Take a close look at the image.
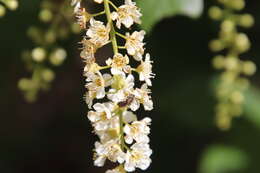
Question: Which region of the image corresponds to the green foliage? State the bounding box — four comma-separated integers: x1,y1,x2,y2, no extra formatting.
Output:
137,0,203,32
199,145,249,173
244,87,260,128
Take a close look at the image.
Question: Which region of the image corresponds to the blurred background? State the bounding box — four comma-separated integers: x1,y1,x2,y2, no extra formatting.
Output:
1,0,260,173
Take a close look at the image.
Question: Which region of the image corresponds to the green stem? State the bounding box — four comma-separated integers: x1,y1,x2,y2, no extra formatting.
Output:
92,10,106,17
104,0,127,152
108,0,118,10
118,108,130,151
98,65,111,70
116,32,127,39
118,46,126,49
104,0,118,54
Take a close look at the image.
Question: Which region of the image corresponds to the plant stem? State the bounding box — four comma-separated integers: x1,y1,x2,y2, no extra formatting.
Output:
116,32,127,39
104,0,127,152
92,10,106,17
108,0,118,10
104,0,118,54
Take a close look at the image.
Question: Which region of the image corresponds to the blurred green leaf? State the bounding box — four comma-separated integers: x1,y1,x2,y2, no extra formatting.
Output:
137,0,203,32
244,87,260,128
199,145,249,173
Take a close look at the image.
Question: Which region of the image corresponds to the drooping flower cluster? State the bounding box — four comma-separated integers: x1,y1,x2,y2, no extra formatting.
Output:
72,0,154,172
19,0,81,102
209,0,256,130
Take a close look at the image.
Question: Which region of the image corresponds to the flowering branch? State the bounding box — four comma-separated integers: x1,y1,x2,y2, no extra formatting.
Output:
72,0,155,172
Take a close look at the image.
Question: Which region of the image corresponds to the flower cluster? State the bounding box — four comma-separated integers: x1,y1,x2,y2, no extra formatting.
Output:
19,0,81,102
72,0,154,172
0,0,18,18
209,0,256,130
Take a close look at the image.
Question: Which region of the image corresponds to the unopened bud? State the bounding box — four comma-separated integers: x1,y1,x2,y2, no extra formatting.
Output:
39,9,53,22
238,14,254,28
32,47,46,62
242,61,256,76
209,39,224,52
0,5,6,17
208,6,222,20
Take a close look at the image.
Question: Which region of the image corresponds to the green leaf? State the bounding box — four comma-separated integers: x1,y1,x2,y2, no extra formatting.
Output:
137,0,204,32
244,87,260,128
199,145,249,173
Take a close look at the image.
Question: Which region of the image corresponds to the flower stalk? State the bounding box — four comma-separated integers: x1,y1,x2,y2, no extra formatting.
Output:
104,0,118,54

•••••

(Work to be completed)
Please repeat the entries exactly. Do not include the pictures.

(Response to the task)
Take a close look at the image.
Question: Which region of the image corresponds to the green foliage? State the bounding box — four comma-separated integers: x1,y1,x2,y2, no extra formatting.
Output:
137,0,203,32
199,145,249,173
244,87,260,128
Take a close look at the image.
Question: Which region of the image corresponds to the blurred background? State the bounding box — four comma-separated integers: x1,y1,x2,y2, no extra formatting.
Output:
1,0,260,173
Take a close look at the image.
Question: Which region of the image corresponds to the green stem? State the bounding box — four comma-separated integers: x1,y1,x2,y2, no extra formatting.
Output:
92,10,106,17
104,0,127,152
108,0,118,10
118,108,130,151
98,65,111,70
116,32,127,39
118,46,126,49
104,0,118,54
Take a close look at the image.
Question: Which region of the image corresponds to the plant stem? State the bounding box — four comma-separated integers: x1,y1,x2,y2, no extra formatting.
Output:
116,32,127,39
104,0,127,152
92,10,106,17
108,0,118,10
104,0,118,54
Take a close look at the image.
Question: Which region of the image corresponds to the blurred green leaf? State the bounding box — four comma-separated integers: x1,y1,x2,y2, no extra formatting.
Output:
137,0,203,32
244,87,260,128
199,145,249,173
Take a close look at the image.
Question: Which region of the image corresponds to the drooping flower cluster? State the bounding box — four comma-separated integers: x1,y1,x2,y2, no extra formatting.
Output:
72,0,154,172
19,0,81,102
209,0,256,130
Take a close look at the image.
Question: Which region of the image corresponds to the flowering branch? State the bounding box — four comma-separated integers: x1,y1,x2,y2, no extra formatting.
Output:
72,0,155,172
Take a close look at the image.
Question: Which region of the image corresponds to the flower cluster? State the bounding box — four comma-separated integers: x1,y1,x2,y2, no extra formatting.
Output:
19,0,81,102
72,0,154,172
0,0,18,18
209,0,256,130
Take a close look at the image.
Question: Which region of the image corresponds to the unopened bud? State the bounding box — four comma-separated integers: x1,y1,x2,y2, no extra formatting.
Output:
39,9,53,22
238,14,254,28
32,47,46,62
242,61,256,76
209,39,224,52
0,5,6,17
208,6,222,20
Take a close look at the image.
Question: Which region of the image corresponds to the green leaf? State the bounding box — four comma-separated integers: x1,y1,x2,y2, no extra formatting.
Output:
137,0,204,32
244,87,260,128
199,145,249,173
Take a close look at the image.
Question: Which region of the image corresponds to the flower stalk? State the bounding box — four comma-separated integers: x1,y1,x2,y2, no extra formatting.
Output:
104,0,118,54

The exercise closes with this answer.